WHAT YOU NEED TO DO: Print the line containing "Note: mark the sign board" and each line after it through the end, please, with nothing added.
start DATASET EXTRACT
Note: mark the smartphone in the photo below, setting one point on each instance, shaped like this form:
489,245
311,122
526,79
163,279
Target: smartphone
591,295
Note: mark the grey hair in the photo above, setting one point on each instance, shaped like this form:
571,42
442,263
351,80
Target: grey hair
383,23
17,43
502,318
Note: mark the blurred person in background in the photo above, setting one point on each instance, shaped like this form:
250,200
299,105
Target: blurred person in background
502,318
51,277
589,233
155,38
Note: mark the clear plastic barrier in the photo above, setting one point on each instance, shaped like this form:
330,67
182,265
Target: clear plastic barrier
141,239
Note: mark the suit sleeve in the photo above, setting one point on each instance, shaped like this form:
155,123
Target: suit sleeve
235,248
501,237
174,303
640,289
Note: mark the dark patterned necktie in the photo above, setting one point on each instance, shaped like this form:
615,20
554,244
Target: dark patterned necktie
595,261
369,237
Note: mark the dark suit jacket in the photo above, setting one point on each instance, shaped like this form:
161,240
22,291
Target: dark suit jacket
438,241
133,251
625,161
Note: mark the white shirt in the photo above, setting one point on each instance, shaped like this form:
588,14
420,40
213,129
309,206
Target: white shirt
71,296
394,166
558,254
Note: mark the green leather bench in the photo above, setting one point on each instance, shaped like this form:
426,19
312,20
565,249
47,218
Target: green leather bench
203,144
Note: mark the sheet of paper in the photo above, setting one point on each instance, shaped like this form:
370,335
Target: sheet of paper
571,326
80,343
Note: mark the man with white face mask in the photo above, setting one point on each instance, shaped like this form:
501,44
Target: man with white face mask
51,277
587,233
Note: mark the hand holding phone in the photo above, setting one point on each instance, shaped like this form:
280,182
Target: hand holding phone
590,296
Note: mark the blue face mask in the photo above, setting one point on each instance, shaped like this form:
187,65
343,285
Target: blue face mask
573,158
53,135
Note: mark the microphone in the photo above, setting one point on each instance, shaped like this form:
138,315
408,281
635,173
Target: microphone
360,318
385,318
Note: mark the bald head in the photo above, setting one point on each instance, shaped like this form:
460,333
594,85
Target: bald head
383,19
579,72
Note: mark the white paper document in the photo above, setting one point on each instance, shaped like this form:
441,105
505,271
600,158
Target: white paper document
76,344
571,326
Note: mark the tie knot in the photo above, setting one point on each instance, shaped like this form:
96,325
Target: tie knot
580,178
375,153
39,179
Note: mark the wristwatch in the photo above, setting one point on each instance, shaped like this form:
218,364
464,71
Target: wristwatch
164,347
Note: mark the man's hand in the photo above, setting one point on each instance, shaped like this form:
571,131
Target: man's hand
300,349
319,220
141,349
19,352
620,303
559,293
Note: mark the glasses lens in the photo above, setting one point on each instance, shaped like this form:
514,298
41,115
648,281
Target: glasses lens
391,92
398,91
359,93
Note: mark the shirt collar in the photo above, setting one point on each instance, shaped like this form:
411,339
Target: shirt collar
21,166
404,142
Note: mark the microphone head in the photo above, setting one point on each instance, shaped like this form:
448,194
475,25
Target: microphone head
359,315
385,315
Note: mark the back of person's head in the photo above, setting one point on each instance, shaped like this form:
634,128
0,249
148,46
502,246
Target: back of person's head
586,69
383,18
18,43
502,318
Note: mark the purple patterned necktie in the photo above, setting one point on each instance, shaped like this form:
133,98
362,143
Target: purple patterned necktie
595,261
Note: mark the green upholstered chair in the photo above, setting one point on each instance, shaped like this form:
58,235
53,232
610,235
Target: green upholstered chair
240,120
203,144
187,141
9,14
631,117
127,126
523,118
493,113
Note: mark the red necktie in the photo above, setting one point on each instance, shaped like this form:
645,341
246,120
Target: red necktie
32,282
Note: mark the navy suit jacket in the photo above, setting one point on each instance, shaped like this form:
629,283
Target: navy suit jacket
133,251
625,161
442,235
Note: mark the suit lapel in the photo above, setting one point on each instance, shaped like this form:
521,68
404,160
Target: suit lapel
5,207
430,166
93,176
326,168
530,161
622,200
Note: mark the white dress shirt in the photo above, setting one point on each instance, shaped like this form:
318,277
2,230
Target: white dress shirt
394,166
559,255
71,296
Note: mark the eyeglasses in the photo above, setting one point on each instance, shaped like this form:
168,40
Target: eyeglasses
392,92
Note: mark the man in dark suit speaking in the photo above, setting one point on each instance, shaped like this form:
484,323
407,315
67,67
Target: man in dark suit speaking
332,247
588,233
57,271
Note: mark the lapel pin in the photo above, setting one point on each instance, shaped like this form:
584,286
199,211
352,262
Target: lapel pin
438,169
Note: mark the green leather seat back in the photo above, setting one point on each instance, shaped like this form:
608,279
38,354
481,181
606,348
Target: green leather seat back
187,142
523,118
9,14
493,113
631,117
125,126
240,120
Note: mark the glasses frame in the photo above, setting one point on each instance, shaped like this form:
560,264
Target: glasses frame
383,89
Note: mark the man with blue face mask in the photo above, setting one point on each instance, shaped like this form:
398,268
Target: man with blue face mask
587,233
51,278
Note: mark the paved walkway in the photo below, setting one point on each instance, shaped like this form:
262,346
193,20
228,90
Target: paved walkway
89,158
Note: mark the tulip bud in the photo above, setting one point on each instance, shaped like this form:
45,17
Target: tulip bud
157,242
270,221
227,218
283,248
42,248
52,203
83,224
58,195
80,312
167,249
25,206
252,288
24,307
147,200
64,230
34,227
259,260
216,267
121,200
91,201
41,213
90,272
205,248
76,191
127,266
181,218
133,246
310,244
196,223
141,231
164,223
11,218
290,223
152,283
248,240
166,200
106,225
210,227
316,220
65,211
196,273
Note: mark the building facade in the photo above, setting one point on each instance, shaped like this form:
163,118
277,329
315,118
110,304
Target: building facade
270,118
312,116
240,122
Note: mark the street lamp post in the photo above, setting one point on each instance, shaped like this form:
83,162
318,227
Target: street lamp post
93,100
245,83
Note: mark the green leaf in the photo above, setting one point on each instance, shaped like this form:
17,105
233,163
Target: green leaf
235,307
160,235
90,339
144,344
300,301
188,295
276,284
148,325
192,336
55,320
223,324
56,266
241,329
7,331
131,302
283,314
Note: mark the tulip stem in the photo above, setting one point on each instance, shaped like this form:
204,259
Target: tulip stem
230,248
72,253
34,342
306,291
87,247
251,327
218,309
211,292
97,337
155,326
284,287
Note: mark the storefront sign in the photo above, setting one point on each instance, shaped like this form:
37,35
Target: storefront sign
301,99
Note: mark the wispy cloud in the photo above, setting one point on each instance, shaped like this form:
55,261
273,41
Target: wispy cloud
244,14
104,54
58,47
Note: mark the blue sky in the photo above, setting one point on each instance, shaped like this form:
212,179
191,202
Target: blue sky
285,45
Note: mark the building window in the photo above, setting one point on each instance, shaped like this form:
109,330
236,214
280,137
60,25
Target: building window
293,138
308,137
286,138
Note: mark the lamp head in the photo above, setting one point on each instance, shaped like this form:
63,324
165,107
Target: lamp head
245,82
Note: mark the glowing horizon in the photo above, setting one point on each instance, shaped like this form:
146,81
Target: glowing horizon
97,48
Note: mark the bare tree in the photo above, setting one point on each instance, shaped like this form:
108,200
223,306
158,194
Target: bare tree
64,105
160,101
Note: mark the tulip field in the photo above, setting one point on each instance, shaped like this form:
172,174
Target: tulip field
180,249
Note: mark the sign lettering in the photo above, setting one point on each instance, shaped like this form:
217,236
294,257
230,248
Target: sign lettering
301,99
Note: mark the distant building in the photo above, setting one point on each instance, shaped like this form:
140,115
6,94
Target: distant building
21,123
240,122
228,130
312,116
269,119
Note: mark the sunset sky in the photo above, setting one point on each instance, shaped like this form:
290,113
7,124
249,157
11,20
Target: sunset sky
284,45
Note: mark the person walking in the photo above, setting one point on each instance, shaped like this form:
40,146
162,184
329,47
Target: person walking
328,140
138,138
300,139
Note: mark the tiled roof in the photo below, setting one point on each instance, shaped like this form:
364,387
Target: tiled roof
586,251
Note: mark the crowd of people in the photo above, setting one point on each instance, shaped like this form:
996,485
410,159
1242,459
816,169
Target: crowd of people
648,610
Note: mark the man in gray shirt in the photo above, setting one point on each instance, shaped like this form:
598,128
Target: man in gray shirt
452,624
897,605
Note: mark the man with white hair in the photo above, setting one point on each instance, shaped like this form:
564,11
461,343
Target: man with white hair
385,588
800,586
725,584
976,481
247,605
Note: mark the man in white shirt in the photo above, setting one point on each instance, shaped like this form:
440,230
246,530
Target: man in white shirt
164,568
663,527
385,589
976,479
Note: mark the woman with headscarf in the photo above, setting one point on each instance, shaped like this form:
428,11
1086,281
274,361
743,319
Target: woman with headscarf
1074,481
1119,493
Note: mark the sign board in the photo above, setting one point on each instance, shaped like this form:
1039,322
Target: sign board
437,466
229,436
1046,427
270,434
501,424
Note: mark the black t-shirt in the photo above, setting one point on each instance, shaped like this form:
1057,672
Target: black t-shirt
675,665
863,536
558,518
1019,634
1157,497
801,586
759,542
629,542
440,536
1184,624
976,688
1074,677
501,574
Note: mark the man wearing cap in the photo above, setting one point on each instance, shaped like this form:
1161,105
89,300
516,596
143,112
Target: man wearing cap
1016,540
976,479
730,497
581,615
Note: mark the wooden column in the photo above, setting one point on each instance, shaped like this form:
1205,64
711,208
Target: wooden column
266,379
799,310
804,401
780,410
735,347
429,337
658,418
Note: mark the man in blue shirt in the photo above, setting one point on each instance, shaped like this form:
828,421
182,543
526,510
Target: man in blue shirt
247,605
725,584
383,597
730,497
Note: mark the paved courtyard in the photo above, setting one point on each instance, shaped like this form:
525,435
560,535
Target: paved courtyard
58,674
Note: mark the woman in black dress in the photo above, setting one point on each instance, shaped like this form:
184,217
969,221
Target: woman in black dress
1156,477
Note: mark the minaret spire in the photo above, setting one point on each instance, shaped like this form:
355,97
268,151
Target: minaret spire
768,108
end DATASET EXTRACT
TASK RESULT:
Note: mark the sign board in the photo above, setting one point on each instance, shaped like this form:
1039,322
Target: sign board
437,466
229,436
1046,427
270,434
501,424
Note: mark the black t-shirt in the photo above, setting one point on each instance, shaped like this form:
1057,672
Target: black t-shirt
675,665
863,536
558,518
1019,634
1157,497
801,586
759,542
629,542
440,536
1184,624
976,688
1074,677
501,574
Note: mark the man wearing cap in the photo above, setting one point on each instance, shaped like this form:
1161,105
89,300
516,596
143,112
Target: man wearing cap
1016,540
976,479
730,497
581,615
Note: mark the wooden column in the photo above, setting one point on each instance, shaped like this form:
1205,64
711,208
Target: wooden column
266,379
799,310
804,401
780,410
735,347
429,337
658,418
Note: mark the man in blue shirt in the photo above, setting one point on each instance, shaped like this form:
828,421
182,543
526,510
Target: man in blue shirt
247,605
725,584
383,597
730,497
Note: mark the paved courtyard in the photo above, setting one point on each instance, shaped like this form:
525,435
560,535
Target: paved courtyard
58,674
Note: mark the woman in black dress in the photo above, setting one point on each instance, shaped like this form:
184,217
969,221
Target: woman in black dress
1156,477
Note: mark the minaret spire in the photo above, setting one point on each instance, shaped like this form:
355,97
268,151
Target: minaret spire
768,108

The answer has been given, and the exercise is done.